• _ASSIGNMENT_
Every entry needs to be duplicated exactly.

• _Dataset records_
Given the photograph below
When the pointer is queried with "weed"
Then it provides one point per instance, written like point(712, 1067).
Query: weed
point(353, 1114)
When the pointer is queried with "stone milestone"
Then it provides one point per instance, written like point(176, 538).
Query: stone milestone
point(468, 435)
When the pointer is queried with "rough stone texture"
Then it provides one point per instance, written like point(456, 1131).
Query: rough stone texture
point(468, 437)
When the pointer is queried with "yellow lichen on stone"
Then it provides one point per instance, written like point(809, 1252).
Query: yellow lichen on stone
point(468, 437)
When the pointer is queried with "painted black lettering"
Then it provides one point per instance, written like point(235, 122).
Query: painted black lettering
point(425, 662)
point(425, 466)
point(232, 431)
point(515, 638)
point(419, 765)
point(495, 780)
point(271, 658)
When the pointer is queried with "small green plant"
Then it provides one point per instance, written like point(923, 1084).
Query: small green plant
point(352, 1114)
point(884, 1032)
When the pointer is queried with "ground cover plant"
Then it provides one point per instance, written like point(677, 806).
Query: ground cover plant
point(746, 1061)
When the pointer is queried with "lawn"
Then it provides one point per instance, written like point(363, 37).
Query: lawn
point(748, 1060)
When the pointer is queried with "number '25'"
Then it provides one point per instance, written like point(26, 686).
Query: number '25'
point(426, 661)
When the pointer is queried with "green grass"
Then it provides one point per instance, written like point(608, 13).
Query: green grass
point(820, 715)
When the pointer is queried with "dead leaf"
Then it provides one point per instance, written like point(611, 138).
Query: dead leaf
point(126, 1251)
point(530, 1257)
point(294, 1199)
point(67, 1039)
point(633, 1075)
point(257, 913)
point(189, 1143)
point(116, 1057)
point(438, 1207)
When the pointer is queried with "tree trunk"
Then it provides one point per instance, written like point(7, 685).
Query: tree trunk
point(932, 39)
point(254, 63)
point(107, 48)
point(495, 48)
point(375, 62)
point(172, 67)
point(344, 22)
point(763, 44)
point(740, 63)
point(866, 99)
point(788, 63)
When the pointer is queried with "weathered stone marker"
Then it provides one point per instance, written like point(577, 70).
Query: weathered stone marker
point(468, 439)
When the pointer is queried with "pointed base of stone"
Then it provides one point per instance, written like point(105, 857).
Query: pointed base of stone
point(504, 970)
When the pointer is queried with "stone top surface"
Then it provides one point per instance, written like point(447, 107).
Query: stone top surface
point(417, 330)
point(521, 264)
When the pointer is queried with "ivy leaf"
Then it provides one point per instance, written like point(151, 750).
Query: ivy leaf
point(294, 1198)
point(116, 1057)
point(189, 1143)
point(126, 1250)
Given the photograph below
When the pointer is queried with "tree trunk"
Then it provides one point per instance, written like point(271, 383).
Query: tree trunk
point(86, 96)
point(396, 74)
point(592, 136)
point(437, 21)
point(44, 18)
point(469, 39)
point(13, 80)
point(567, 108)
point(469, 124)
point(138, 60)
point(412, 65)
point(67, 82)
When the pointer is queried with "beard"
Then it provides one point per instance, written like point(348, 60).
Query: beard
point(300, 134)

• _TASK OUTPUT_
Given the photograph below
When the pointer is queried with "weed"
Then it provides one point per instance, written like point(712, 1067).
Query: weed
point(353, 1114)
When the pointer is queried with "stone milestone"
Then it provides one point per instance, written like point(176, 538).
Query: stone milestone
point(468, 435)
When the pointer is queried with "rough stone texture"
Then it provides one point per instance, written like point(456, 1131).
Query: rough stone texture
point(468, 437)
When the pointer is queried with "yellow lichen on stone"
Then it provides one point per instance, written like point(809, 1252).
Query: yellow lichen on stone
point(468, 437)
When the pointer is queried with "painted black lettering"
Then it provides one point per instance, written like point(235, 122).
Query: painted black lettering
point(425, 662)
point(425, 466)
point(232, 431)
point(515, 638)
point(419, 765)
point(495, 780)
point(271, 658)
When the pointer is queried with "small green plant"
Then it provides one point per instance, written like point(923, 1084).
Query: small green plant
point(352, 1114)
point(884, 1032)
When the pointer is queried with "ground cover plant"
Then it provides one point per instance, written like point(677, 806).
Query: ground cover plant
point(746, 1061)
When the pointer is queried with "lawn"
Then it provides one point per instance, written like point(363, 37).
Query: lawn
point(748, 1060)
When the pointer is queried with "number '25'"
Then it provides one point per instance, written like point(26, 686).
Query: number '25'
point(426, 661)
When the pointer is queried with "green grass"
Then it provides one point per instance, written like point(608, 13).
Query: green grass
point(820, 715)
When the pointer is queried with "dead leaf"
Then it provides one point per instance, written like point(611, 138).
Query: dead leaf
point(126, 1251)
point(530, 1257)
point(294, 1199)
point(67, 1039)
point(633, 1075)
point(257, 913)
point(189, 1143)
point(116, 1057)
point(438, 1207)
When the pointer is queried with "tree trunk"
Then it provides one point per instance, written like point(7, 685).
Query: tree trunk
point(932, 39)
point(254, 63)
point(107, 48)
point(495, 48)
point(375, 62)
point(172, 67)
point(344, 22)
point(763, 44)
point(740, 63)
point(866, 99)
point(788, 63)
When the pointer is queried with "weathered stone marker"
Then it provides one point per instance, written like point(577, 70).
Query: weathered stone marker
point(468, 439)
When the pointer is queried with "pointed base of stone"
Then it provides one point per instance, written like point(105, 857).
Query: pointed base of stone
point(504, 970)
When the pointer is queried with "stone top surface"
Then it provides one point per instance, written like point(447, 107).
Query: stone top surface
point(417, 330)
point(521, 264)
When the pointer is queried with "ivy leaf"
Then it provides one point per instance, written like point(151, 750).
Query: ivy leaf
point(294, 1198)
point(116, 1057)
point(189, 1143)
point(126, 1250)
Given the photograph below
When the pointer is queried with "tree trunk"
Then it provides one point per instance, written like point(271, 383).
Query: tree trunk
point(86, 96)
point(396, 74)
point(592, 136)
point(437, 21)
point(44, 18)
point(469, 39)
point(13, 80)
point(567, 108)
point(469, 124)
point(138, 60)
point(412, 65)
point(67, 82)
When the pointer is queried with "beard"
Then it provides one point per instance, written like point(348, 60).
Query: beard
point(300, 134)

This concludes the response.